__Task prompt__:
Output the following listing line for line with no changes, leaving out the picture.

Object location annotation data
----

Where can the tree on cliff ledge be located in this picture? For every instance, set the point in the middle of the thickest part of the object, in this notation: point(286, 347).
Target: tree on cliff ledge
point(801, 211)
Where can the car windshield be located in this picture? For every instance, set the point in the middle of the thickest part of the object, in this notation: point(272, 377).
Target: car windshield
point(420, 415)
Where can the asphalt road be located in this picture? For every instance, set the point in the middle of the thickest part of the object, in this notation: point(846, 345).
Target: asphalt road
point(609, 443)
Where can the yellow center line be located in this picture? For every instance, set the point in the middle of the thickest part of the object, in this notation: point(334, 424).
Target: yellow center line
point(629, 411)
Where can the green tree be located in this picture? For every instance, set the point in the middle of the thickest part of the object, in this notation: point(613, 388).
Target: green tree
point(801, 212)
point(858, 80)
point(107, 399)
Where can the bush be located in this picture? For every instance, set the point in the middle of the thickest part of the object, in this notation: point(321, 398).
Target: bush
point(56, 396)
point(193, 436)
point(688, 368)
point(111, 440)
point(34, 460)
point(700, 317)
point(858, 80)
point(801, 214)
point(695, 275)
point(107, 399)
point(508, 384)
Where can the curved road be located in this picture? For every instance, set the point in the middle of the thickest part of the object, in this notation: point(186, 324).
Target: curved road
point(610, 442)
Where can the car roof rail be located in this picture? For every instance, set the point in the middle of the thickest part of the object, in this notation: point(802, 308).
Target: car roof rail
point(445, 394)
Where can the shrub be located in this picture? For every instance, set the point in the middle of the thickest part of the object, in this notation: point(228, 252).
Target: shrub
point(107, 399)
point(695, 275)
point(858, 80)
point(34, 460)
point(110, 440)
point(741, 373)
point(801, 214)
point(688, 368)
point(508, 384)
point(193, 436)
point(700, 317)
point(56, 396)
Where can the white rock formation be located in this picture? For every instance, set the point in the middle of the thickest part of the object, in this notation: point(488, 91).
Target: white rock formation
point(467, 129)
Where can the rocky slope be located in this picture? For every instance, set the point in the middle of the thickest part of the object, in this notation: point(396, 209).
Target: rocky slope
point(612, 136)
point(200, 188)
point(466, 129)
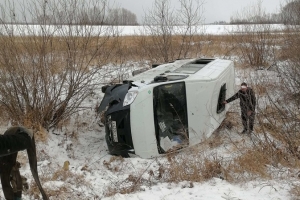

----

__Solution below__:
Where can the tree on cliff ledge be located in this picture? For every instance, set the point in the middle of the thickest part of the object, in this notation: point(286, 347).
Target: tree on cliff ledge
point(801, 211)
Where can the car windshield be located in this picture? For every instance, set the point in the middle of the thickest part of the object, in this notation: point(272, 377).
Target: car windshield
point(420, 415)
Where can the asphalt road be located in this picture? For every instance, set the point in the middle of the thickest part of the object, in this notation: point(846, 345).
Target: asphalt road
point(609, 443)
Where can the yellow center line be located in this picture? For every instance, set the point in the middle of the thickest part of the object, in this notation: point(334, 424).
Target: yellow center line
point(629, 411)
Where can the green tree be located in this picture? For every instance, set the point in the middle of the thickest part of the object, in this notation: point(613, 388).
Target: green tree
point(801, 212)
point(858, 80)
point(107, 399)
Where can the bush be located in this picture? For every instance, set the point in the middle of the thickest part of the object, in this notation: point(321, 398).
Target: bush
point(56, 396)
point(193, 436)
point(688, 368)
point(111, 440)
point(34, 460)
point(700, 317)
point(858, 80)
point(801, 214)
point(695, 275)
point(107, 399)
point(508, 384)
Where can the curved road be located in this picture? For every instance, set the point in the middle of the thickest part of the object, in this notation: point(186, 324).
Target: curved road
point(610, 442)
Where can the car roof rail be located in this picture? For every instance, set the point in the middle of the thickest part of the object, in this notation: point(802, 308).
Target: car roof rail
point(445, 394)
Where can the shrub be located in this picture? For every instance, set the point in the middle of the thickest part of the object, in this notation: point(228, 252).
Target: shrub
point(107, 399)
point(695, 275)
point(858, 80)
point(34, 460)
point(110, 440)
point(741, 373)
point(801, 214)
point(688, 368)
point(508, 384)
point(193, 436)
point(700, 317)
point(56, 396)
Where can the white rock formation be located in this picture? For every instance, set the point in the middle of the thickest part of the object, in this notation: point(488, 91).
Target: white rock formation
point(467, 129)
Where can the rocky slope be located in this picture? For every instance, set the point in the middle of the thickest part of the object, in this notation: point(396, 209).
Target: rocky slope
point(612, 136)
point(200, 188)
point(466, 129)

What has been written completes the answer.